* [REQUIRED ACTIONS]:
1. From the Rudrapur Municipal Corporation text below, quote the passage starting at "Civic body that" and ending at "among their numbers.".
2. According to the Rudrapur Municipal Corporation text below, how is the deputy mayor elected?

* [TEXT SHOWN]:
Civic body that governs the city of Rudrapur in Uttarakhand, India

The Rudrapur Municipal Corporation is the highest governing body of the city of Rudrapur in Uttarakhand, India.

== Structure ==
This corporation consists of 40 wards and is headed by a mayor who presides over a deputy mayor and 39 other corporators representing the wards. The mayor is elected directly through a first-past-the-post voting system and the deputy mayor is elected by the corporators from among their numbers.

==List of mayors==

| S. No. | Name | Term |  |  | Party |  |
|---|---|---|---|---|---|---|
| 1 | Soni Koli | 3 May 2013 | 3 May 2018 | 5 years, 0 days |  | Bharatiya Janata Party |
| Administrator |  | 3 May 2018 | 2 December 2018 | 212 days |  | Government of Uttarakhand |
| 2 | Rampal Singh | 2 December 2018 | 2 December 2023 | 5 years, 0 days |  | Bharatiya Janata Party |
| Administrator |  | 2 December 2023 | 6 February 2025 | 1 year, 66 days |  | Government of Uttarakhand |
| 3 | Vikas Sharma | 7 February 2025 | Incumbent | 310 days |  | Bharatiya Janata Party |

== List of Municipal Commissioners ==

| S.No. | Name | Duration From | Duration To |
|---|---|---|---|
| 1 | Nidhi Yadav PCS | 30 March 2013 | 17 February 2014 |
| 2 | Deepti Singh PCS | 18 February 2014 | 7 September 2014 |
| 3 | Tirth Pal Singh PCS | 8 September 2014 | 4 March 2015 |
| 4 | Deepti Singh PCS | 2 March 2015 | 12 October 2015 |
| 5 | Jogdande Vijay Kumar IAS | 13 October 2015 | 7 February 2016 |
| 6 | Deepti Singh PCS | 8 February 2016 | 14 August 2017 |
| 7 | Jai Bharat Singh PCS | 15 August 2017 | 18 September 2020 |
| 8 | Rinku Bisht PCS | 1 October 2020 | 7 September 2021 |
| 9 | Vishal Mishra IAS | 7 September 2021 | 15 July 2022 |
| 10 | Naresh Chandra Durgapal | 15 July 2022 |  |

==Current members==
Rudrapur Municipal Corporation has a total of 40 members or corporators, who are directly elected after a term of 5 years. The council is led by the Mayor. The latest elections were held in 23 January 2025. The current mayor of Rudrapur is Vikas Sharma of the Bharatiya Janata Party.

* [DATA LINES]:
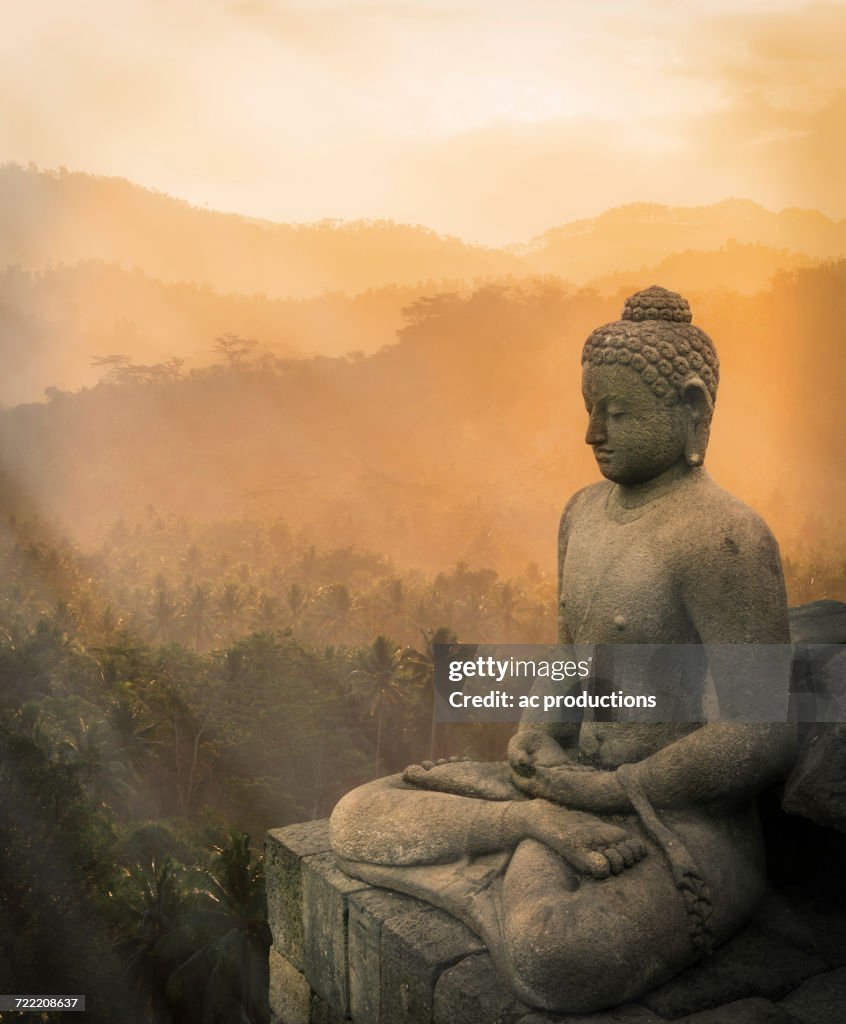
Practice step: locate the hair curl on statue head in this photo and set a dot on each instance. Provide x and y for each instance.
(657, 339)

* [CORRECT ANSWERS]:
1.
Civic body that governs the city of Rudrapur in Uttarakhand, India

The Rudrapur Municipal Corporation is the highest governing body of the city of Rudrapur in Uttarakhand, India.

== Structure ==
This corporation consists of 40 wards and is headed by a mayor who presides over a deputy mayor and 39 other corporators representing the wards. The mayor is elected directly through a first-past-the-post voting system and the deputy mayor is elected by the corporators from among their numbers.

2. The deputy mayor is elected by the corporators from among their numbers.